Conjunto de exercícios
A - Segundo a crítica de cinema, por que as escolhas estéticas mencionadas nos dois filmes parecem pouco apropriadas? Responda em uma ou duas frases.
B - Por favor, liste todos os ataques das elites contra as classes populares que a crítica de cinema cita como exemplos.
C - Dê continuidade à crítica de cinema a partir da última frase apresentada.
**** Trecho do texto ****
Instalado o conflito, Muylaert claramente escolhe o lado
desse “novo Brasil”, mas sem precisar, para isso, berrar “Revolução!” e “abaixo
a burguesia!” a cada plano. Discreta e delicada, a diretora demonstra imensa
preocupação com o desenvolvimento dos personagens, conseguindo levá-los,
durante quase toda a narrativa, além dos estereótipos sociais aos quais estão
ligados. O único momento em que isso não acontece é quando Muylaert exagera na
postura de escárnio dos patrões diante da revelação dos planos de Jéssica de
cursar arquitetura na USP. Ao optar por enquadramentos fechados, muito próximos
dos rostos dos personagens, a diretora quase distorce aquelas figuras,
transformando-as, ainda que por momento brevíssimo, em monstros. Algo parecido,
aliás, acontece em Casa Grande, numa
cena em que se discute a entrada nas universidades por cotas raciais e um
rápido movimento de câmera quebra a seriedade do momento para ridicularizar o
elitismo de determinado personagem. Se nos dois casos essas escolhas estéticas
parecem pouco apropriadas diante da sobriedade adotada até ali por Muylaert e
Filipe Barbosa (diretor de Casa Grande),
é preciso dizer também que elas são detalhes irrisórios se colocadas ao lado
dos ataques histéricos que essas mesmas elites criticadas nos dois filmes vêm
proferindo contra as classes populares, sobretudo nos últimos anos, período
coincidente exatamente com essa “Era PT” (ataques que vão da proibição dos
“rolêzinhos” em shopping centers de
bairros “nobres” ao recente texto criticando os baixos preços dos ingressos de
cinema, que levariam a uma “má frequentação” desses espaços, passando, claro,
pelos frequentes comentários maldosos sobre programas
sociais como as cotas raciais e o Bolsa Família).
**** Material fornecido ****
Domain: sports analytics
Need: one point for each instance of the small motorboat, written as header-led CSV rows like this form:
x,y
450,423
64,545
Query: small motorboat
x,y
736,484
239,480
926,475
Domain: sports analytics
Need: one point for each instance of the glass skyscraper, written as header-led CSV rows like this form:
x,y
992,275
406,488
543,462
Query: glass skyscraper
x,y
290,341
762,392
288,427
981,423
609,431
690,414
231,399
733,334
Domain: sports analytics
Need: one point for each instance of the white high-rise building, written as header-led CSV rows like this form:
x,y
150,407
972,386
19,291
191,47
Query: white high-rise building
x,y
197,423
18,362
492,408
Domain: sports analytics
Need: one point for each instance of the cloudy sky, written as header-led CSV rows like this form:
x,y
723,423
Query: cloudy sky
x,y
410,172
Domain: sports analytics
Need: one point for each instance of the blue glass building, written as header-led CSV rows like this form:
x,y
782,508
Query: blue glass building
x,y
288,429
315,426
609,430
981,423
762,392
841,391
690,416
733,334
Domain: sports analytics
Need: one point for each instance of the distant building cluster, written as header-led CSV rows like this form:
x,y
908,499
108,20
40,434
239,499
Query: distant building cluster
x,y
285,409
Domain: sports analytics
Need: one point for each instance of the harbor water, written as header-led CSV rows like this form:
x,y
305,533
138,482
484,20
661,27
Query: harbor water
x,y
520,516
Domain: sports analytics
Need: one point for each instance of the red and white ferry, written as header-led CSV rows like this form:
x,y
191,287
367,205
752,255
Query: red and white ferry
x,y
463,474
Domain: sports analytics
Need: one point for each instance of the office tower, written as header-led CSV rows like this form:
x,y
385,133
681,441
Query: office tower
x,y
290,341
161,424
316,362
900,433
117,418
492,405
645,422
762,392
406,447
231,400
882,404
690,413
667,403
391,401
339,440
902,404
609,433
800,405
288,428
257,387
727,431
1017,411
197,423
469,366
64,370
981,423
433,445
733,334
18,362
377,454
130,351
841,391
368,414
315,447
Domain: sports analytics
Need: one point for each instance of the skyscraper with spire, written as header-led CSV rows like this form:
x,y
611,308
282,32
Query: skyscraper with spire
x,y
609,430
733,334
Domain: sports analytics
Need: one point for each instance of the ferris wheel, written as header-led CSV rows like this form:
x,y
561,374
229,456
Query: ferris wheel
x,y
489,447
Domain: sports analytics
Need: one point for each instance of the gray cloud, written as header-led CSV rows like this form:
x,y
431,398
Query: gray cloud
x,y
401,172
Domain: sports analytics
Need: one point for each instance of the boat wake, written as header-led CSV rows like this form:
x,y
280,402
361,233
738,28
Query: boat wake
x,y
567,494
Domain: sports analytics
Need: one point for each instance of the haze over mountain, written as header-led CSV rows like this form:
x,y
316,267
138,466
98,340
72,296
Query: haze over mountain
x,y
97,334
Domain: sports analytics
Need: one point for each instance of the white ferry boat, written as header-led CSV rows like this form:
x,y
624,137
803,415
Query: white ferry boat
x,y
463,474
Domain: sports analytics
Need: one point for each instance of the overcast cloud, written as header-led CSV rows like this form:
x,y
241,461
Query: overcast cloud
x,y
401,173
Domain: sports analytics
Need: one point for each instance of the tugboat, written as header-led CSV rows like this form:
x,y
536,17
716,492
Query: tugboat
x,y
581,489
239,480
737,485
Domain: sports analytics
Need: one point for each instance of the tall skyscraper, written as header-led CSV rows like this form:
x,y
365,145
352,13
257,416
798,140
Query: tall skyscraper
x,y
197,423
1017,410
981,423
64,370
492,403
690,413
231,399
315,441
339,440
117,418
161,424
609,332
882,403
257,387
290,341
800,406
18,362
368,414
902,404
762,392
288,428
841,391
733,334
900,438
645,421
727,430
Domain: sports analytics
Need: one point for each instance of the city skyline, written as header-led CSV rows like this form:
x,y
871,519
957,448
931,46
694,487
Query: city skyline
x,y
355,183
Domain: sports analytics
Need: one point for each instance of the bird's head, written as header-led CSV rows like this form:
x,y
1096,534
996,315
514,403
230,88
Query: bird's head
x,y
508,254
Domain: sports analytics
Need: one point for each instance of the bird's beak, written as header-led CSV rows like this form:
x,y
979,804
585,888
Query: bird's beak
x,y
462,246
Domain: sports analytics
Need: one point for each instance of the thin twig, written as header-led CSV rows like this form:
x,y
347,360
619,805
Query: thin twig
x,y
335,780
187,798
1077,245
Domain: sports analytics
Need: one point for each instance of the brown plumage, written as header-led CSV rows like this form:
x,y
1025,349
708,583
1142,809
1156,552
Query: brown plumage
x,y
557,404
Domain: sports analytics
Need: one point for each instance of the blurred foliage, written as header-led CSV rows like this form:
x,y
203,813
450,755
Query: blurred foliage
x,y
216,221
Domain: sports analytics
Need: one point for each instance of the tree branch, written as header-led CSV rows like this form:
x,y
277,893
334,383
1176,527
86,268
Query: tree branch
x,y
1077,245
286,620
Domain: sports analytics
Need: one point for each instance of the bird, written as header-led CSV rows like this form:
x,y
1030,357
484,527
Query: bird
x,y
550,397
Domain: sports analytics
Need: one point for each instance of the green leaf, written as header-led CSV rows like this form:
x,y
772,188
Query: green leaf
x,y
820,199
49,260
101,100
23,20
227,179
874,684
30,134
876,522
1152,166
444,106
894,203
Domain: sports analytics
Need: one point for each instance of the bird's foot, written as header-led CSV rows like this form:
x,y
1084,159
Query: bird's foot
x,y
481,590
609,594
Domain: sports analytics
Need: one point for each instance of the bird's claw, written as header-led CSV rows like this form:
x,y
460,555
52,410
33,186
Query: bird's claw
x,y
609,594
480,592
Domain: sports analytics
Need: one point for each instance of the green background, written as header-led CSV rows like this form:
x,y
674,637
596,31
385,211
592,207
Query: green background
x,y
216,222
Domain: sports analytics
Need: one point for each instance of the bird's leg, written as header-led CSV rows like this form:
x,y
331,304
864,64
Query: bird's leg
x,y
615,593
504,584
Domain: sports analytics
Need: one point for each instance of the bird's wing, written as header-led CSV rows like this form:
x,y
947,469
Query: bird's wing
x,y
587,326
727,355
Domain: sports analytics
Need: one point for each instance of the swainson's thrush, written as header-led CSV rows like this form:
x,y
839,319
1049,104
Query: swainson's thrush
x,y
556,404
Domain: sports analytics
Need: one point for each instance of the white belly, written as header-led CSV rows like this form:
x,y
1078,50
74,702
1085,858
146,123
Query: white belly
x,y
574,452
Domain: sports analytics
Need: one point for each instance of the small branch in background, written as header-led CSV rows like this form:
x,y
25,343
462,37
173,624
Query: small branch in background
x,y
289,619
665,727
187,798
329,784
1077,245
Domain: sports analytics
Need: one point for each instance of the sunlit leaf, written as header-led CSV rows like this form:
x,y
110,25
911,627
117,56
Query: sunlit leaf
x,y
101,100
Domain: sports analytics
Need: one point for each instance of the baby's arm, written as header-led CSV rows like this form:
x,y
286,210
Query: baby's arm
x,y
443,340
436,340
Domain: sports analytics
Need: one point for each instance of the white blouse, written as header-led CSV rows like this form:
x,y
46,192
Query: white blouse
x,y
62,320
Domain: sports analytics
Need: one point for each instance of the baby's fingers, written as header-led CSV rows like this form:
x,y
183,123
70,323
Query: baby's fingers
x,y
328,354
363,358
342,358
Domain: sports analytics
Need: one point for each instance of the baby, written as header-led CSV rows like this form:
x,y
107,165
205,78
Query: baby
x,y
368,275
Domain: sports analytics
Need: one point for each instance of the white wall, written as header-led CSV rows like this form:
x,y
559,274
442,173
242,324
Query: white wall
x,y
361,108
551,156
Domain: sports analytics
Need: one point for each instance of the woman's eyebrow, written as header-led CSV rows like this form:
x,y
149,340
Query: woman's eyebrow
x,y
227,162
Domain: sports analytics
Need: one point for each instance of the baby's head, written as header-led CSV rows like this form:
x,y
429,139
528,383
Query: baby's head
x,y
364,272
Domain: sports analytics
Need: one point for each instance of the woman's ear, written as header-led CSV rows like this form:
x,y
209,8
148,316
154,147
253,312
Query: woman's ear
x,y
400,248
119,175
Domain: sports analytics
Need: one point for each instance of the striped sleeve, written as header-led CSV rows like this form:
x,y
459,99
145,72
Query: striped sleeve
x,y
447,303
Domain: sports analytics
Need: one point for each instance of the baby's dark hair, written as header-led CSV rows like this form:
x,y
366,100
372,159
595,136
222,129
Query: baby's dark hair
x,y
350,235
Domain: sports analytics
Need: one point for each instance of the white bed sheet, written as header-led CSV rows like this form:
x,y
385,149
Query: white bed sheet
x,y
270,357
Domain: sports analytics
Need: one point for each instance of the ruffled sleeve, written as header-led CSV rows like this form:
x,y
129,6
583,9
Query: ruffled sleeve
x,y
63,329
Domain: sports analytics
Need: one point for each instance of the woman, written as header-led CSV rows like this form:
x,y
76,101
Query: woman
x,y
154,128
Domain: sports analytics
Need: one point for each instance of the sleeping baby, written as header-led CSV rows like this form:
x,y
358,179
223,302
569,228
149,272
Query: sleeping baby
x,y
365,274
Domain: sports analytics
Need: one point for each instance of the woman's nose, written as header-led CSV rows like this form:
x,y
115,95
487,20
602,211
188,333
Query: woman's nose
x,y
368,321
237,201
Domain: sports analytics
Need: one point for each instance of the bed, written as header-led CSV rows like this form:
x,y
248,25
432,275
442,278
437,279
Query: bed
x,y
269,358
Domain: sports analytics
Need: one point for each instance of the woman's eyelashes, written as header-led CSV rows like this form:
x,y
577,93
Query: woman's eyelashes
****
Respostas
A - Porque destoam da sobriedade adotada até ali por Muylaert e por Filipe Barbosa, diretor de Casa Grande.

B -
- A proibição dos "rolêzinhos" em shopping centers de bairros "nobres"
- O recente texto criticando os baixos preços dos ingressos de cinema, que levariam a uma "má frequentação" desses espaços
- Os frequentes comentários maldosos sobre programas sociais como as cotas raciais e o Bolsa Família

C -
Politicamente lindo, sobretudo por representar
uma resposta contundente (talvez até mais que O Som ao Redor e Casa Grande)
aos que resistem à mudança, Que Horas
Ela Volta? quase me levou às lágrimas, ao final, também pelo desenvolvimento
cuidadoso do drama de seus personagens, da relação de gradual aproximação entre
mãe e filha. Muitos falam de Central do
Brasil, até pela possibilidade de indicações ao Oscar, mas em sua mistura
de luta de classes e afetos familiares, foi da obra-prima Eles Não Usam Black-Tie, de Leon Hirszman, que o filme de Muylaert
me fez lembrar. Está em boníssima companhia, portanto.